Exercise passage -

<tgmath.h>
is a header provided by the standard C library,introduced in C99 to allow easier porting of Fortran numerical software to C.
Fortran, unlike C, provides "intrinsic functions", which are a part of the language and behave more like
operators. While ordinary ("external") functions behave similarly to C functions with respect to types
(the types of arguments and parameters must match and the restult type is fixed), intrinsic functions accept arguments of several types and their return type may depend on the type of their arguments.
For example Fortran 77 provides, among others, an `INT` function which accepts `Integer`, `Real`, `Double` or `Complex` arguments and always returns an `Integer`,
and a `SIN` function which accepts `Real`, `Double` or `Complex`
arguments and returns a value of the same type.
This helps the programmer somewhat because the function calls don't have to be changed
if variable types change. On the other hand user-defined
functions can't behave this way, so the additional flexibility is really limited to single subroutines that don't
need to call user-defined functions.
Some C programmers would call the feature ugly from the above description already, for the same
reason integrating `printf` into the language would be ugly.

[Data drawn from a collection]
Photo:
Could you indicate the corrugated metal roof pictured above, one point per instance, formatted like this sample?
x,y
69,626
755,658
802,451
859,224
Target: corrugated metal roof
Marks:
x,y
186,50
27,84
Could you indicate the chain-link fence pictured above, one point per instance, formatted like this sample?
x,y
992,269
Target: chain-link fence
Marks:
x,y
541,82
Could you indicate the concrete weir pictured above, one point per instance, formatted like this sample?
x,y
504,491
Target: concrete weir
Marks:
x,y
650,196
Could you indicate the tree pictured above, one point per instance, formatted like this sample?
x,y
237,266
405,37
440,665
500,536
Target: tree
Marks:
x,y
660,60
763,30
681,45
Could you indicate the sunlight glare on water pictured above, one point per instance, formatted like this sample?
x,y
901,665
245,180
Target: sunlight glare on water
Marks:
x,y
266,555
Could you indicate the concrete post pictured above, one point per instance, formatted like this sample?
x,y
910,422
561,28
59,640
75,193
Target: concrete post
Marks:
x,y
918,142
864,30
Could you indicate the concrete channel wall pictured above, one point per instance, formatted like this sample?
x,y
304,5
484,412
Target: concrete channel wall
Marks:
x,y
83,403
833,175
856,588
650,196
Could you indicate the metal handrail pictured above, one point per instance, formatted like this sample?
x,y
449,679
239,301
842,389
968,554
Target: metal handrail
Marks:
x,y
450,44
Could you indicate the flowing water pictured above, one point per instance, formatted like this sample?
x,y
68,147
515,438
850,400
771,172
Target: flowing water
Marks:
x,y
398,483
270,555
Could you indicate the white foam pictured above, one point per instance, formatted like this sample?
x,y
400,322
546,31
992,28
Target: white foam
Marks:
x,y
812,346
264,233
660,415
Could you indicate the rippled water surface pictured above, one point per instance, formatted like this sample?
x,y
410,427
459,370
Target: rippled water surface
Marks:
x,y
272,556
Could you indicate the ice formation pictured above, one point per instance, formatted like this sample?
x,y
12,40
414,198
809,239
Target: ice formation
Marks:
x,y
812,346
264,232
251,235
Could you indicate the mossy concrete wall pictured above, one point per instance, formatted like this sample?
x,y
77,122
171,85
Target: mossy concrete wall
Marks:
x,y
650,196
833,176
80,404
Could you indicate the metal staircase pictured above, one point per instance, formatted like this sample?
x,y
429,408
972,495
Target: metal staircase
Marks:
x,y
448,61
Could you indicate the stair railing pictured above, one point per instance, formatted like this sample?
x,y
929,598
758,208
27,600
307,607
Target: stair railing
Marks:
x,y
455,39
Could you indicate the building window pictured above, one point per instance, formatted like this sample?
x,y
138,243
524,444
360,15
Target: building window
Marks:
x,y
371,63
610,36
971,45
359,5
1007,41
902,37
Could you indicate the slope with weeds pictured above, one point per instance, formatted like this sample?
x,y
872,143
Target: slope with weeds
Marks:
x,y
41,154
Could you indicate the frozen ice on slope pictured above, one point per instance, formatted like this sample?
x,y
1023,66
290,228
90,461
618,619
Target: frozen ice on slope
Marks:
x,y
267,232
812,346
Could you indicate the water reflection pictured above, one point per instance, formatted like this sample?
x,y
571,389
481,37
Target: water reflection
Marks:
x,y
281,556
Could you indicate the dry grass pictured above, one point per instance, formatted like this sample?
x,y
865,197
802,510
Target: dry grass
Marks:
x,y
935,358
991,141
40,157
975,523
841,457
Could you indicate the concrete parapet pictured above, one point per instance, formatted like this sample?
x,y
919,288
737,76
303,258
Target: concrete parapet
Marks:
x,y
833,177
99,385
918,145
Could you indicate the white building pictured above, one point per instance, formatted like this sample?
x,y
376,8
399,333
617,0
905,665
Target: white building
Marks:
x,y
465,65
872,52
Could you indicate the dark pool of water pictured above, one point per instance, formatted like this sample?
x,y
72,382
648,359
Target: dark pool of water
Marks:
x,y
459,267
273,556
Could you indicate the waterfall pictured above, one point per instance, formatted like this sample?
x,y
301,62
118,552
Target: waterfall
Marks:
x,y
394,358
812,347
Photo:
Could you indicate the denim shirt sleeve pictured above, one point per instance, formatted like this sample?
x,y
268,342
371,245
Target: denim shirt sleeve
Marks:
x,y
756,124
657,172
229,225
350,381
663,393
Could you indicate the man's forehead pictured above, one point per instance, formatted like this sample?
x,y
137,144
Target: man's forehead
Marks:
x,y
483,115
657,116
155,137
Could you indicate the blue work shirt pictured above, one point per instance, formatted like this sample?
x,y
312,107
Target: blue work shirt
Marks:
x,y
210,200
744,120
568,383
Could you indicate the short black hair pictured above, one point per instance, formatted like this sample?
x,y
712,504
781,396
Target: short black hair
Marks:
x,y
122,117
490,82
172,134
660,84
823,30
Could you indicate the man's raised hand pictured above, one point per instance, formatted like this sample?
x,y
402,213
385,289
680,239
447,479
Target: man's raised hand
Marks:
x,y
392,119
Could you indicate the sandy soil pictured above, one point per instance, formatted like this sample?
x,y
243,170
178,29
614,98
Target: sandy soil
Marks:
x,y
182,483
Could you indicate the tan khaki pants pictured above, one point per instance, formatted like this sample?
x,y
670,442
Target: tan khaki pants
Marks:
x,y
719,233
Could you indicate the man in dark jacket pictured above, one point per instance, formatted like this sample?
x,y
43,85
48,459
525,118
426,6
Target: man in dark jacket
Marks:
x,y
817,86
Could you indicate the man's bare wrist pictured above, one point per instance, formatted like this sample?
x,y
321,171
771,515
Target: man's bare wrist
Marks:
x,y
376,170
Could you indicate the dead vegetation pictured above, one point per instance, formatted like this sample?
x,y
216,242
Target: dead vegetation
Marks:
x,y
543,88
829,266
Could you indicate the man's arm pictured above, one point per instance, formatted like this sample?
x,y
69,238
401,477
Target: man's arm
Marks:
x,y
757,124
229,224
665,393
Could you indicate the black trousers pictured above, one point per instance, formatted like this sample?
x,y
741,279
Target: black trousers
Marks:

Assignment 1 - According to the passage on <tgmath.h>, which C standard introduced the header?
Assignment 2 - Return the passage on <tgmath.h> from "For example Fortran" to "call user-defined functions.".
The records have no connection to the passage on <tgmath.h>.

Task answer 1 - C99

Task answer 2 -
For example Fortran 77 provides, among others, an `INT` function which accepts `Integer`, `Real`, `Double` or `Complex` arguments and always returns an `Integer`,
and a `SIN` function which accepts `Real`, `Double` or `Complex`
arguments and returns a value of the same type.
This helps the programmer somewhat because the function calls don't have to be changed
if variable types change. On the other hand user-defined
functions can't behave this way, so the additional flexibility is really limited to single subroutines that don't
need to call user-defined functions.